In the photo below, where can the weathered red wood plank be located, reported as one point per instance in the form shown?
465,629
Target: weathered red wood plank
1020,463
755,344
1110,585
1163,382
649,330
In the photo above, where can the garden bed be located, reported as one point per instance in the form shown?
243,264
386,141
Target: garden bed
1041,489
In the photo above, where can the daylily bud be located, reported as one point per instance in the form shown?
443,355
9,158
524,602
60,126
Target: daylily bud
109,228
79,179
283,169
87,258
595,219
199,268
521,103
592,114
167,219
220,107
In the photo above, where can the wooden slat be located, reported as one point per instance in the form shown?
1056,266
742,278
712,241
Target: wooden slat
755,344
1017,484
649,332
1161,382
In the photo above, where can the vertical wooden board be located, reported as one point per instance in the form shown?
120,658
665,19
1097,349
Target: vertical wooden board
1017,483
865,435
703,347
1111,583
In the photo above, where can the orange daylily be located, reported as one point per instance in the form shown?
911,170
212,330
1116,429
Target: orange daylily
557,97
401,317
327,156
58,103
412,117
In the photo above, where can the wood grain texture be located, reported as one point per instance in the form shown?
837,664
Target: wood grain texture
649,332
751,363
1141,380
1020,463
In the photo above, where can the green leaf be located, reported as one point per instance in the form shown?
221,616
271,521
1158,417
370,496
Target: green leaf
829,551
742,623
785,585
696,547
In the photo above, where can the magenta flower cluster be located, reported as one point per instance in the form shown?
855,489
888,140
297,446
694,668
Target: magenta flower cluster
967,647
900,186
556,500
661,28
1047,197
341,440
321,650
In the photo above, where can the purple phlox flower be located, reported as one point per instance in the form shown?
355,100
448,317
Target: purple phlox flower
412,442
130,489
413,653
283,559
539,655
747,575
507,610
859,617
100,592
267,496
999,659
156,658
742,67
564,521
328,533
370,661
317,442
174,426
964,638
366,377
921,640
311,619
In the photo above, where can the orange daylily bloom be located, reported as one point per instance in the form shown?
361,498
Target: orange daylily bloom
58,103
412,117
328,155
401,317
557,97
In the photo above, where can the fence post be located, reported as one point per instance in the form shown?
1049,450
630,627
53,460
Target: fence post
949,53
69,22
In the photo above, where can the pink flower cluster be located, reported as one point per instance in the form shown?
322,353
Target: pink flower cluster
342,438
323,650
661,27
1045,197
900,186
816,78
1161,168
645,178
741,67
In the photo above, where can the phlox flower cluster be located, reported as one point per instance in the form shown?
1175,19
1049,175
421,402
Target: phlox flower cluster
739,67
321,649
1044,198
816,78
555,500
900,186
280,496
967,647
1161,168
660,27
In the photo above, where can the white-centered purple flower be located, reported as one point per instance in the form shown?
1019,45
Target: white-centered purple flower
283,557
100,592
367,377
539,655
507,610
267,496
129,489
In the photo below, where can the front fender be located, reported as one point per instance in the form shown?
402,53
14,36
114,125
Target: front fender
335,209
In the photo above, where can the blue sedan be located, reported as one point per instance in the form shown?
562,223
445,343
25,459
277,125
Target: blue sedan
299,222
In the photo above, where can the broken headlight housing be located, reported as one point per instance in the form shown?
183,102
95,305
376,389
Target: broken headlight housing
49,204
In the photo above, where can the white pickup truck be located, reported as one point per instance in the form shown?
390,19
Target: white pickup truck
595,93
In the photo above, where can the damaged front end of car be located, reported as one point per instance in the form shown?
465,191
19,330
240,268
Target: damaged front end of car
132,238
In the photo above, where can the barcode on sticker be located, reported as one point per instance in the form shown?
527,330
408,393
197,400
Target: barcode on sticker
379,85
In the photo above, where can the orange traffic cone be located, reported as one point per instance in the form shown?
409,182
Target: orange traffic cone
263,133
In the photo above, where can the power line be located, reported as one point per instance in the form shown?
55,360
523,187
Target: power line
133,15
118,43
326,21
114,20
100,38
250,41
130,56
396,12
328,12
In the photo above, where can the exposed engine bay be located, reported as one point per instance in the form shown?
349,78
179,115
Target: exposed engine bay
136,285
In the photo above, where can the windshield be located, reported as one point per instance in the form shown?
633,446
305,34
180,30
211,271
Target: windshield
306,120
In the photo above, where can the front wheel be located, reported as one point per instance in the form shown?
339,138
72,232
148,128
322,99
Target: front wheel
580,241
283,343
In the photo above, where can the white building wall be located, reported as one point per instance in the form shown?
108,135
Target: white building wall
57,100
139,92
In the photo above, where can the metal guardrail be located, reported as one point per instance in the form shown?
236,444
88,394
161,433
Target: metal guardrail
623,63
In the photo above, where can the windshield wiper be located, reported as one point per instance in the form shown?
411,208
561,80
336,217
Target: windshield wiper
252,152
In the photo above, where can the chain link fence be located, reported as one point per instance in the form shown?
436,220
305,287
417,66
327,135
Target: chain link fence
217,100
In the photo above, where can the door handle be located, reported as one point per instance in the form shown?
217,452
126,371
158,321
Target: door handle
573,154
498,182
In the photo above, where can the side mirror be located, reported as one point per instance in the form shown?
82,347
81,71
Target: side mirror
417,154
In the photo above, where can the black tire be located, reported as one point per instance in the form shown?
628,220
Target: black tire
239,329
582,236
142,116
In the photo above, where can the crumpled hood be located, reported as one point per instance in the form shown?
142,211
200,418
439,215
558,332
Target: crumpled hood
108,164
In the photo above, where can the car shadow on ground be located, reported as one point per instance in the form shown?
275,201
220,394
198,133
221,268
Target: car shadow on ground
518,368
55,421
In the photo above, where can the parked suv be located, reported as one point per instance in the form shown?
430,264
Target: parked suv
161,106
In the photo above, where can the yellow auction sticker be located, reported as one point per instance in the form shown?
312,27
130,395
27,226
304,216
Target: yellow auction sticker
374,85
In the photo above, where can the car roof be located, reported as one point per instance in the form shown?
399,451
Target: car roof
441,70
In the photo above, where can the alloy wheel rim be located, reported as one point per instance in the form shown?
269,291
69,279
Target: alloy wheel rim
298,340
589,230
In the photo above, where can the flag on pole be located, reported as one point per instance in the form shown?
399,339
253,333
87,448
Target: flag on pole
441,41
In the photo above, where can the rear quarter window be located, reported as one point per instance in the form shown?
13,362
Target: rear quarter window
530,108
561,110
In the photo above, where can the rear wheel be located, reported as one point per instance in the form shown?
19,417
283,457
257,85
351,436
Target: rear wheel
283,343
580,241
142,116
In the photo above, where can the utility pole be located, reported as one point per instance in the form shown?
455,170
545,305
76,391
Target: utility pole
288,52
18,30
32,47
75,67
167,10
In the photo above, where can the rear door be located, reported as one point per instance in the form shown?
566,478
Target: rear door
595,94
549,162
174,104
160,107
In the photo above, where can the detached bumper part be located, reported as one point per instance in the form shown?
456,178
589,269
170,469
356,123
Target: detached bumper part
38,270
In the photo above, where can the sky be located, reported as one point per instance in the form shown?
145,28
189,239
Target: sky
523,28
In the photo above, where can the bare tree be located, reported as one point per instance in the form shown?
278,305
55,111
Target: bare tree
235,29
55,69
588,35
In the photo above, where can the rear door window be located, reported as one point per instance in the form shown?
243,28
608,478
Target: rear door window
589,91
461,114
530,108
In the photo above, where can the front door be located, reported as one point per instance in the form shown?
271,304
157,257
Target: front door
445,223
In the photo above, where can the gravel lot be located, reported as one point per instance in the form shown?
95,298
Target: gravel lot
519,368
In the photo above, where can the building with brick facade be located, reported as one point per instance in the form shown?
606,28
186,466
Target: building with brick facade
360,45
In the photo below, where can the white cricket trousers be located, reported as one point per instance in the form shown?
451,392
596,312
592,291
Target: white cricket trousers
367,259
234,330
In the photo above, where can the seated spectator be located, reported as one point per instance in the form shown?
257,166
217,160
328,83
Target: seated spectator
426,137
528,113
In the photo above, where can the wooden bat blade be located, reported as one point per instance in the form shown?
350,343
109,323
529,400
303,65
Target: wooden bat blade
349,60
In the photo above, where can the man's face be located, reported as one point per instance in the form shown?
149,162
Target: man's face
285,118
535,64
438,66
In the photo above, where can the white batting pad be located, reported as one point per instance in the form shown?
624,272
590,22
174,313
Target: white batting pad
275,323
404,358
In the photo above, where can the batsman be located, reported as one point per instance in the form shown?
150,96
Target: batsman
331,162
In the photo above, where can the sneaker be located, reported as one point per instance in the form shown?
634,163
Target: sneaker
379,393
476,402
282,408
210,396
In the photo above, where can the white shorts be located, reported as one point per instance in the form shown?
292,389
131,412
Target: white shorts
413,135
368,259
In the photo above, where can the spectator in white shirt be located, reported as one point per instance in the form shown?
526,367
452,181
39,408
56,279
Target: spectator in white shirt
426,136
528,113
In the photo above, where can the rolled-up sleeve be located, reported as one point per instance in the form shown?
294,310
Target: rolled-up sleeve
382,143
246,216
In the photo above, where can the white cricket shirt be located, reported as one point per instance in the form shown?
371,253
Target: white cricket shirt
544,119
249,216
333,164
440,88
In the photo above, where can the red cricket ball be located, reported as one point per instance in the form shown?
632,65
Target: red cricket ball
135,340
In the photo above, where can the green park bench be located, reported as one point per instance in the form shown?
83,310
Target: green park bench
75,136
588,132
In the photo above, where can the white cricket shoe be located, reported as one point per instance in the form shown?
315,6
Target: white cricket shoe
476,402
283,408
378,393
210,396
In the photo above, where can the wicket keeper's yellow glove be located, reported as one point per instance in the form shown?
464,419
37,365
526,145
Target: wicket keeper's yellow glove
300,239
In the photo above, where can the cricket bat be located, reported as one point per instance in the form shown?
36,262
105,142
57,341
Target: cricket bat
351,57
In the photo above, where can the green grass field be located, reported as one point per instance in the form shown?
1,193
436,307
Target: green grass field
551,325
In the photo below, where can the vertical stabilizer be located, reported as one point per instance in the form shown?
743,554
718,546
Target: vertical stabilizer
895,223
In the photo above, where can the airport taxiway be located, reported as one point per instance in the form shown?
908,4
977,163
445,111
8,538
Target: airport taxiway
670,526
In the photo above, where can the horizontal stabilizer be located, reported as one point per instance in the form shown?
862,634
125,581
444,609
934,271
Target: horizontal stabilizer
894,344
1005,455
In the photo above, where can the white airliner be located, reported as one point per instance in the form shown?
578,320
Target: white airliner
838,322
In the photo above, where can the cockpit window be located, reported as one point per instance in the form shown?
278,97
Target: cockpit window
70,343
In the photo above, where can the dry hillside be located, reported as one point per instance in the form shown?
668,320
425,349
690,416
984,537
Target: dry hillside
================
- EXERCISE BRIEF
Repeat only the lines running from the line that contains "In the photo above, where can the cricket" through the last line above, inclusive.

- WRITTEN RESPONSE
In the photo above, where can the cricket bat be located, reported as one point per instance in the form shown?
36,262
105,142
57,341
Target: cricket bat
351,57
In the photo above, where can the green grass field be located, reported as one point per instance in the form shown?
1,193
436,307
Target: green grass field
551,325
In the photo below, where can the vertical stabilizer be located, reported as one point per instance in the form shown?
743,554
718,546
Target: vertical stabilizer
895,223
In the photo above, where can the airport taxiway be located, reported as one point per instance in the form shown?
908,4
977,163
445,111
8,538
Target: airport taxiway
670,526
In the photo above, where can the horizontal stabilizer be located, reported as one point per instance in the form shown?
862,634
125,581
444,609
934,271
Target: horizontal stabilizer
894,344
1005,455
In the photo above, where can the white airliner be located, reported as one point per instance in the form shown?
578,320
Target: white airliner
838,322
In the photo above, where can the cockpit window be located, reported as one point per instance in the form shown?
278,97
Target: cockpit window
70,343
In the photo above, where can the dry hillside be located, reported as one point per instance in the form shown?
668,320
425,349
690,416
984,537
Target: dry hillside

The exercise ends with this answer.